Aim:
Print the part of the data that opens with the line containing "Task: locate the tall" and closes with the line containing "pixel 111 63", reproducing those lines as they appear.

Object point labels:
* * * * * * * * *
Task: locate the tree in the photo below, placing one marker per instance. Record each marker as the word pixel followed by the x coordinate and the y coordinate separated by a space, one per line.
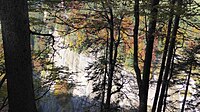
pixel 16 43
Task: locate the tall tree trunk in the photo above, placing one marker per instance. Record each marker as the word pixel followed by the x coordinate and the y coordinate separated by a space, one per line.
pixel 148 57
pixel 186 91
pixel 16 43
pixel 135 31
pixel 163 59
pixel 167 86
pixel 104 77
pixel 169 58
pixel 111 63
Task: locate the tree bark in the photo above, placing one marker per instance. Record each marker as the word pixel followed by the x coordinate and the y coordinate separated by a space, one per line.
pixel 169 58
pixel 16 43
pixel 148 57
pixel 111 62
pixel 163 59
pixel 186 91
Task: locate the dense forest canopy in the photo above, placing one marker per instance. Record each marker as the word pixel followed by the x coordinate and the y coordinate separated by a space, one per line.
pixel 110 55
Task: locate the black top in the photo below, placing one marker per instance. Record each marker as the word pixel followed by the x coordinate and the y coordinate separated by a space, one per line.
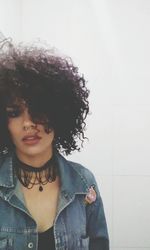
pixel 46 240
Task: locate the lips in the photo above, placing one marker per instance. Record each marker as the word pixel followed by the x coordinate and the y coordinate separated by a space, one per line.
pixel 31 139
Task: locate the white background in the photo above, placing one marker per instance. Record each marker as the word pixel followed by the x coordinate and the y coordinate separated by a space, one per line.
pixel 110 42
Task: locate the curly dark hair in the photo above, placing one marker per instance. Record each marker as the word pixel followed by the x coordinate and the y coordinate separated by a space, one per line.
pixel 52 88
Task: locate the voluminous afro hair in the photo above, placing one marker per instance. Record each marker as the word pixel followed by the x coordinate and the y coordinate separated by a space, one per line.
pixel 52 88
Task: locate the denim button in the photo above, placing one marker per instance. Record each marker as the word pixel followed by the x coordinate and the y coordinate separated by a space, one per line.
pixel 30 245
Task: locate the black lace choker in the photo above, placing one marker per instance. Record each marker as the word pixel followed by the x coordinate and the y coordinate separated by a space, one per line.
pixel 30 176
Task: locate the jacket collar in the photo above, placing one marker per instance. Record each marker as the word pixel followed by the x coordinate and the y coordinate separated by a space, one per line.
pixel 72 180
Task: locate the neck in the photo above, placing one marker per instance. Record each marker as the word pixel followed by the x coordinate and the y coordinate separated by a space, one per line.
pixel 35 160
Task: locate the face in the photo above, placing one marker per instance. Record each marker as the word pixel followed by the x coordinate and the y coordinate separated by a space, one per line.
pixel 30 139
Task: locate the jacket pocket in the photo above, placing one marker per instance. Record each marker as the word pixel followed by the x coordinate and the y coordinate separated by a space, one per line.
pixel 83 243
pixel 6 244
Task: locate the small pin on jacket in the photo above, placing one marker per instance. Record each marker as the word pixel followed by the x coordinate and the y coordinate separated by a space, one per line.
* * * * * * * * *
Full solution:
Task: locate the tall tree trunk in the photo above, placing one marker per instance. Record each marker as the word pixel followed by the x coordinate and the y coordinate separated by a space, one per line.
pixel 148 57
pixel 186 91
pixel 16 43
pixel 135 31
pixel 163 59
pixel 167 86
pixel 104 77
pixel 169 58
pixel 111 63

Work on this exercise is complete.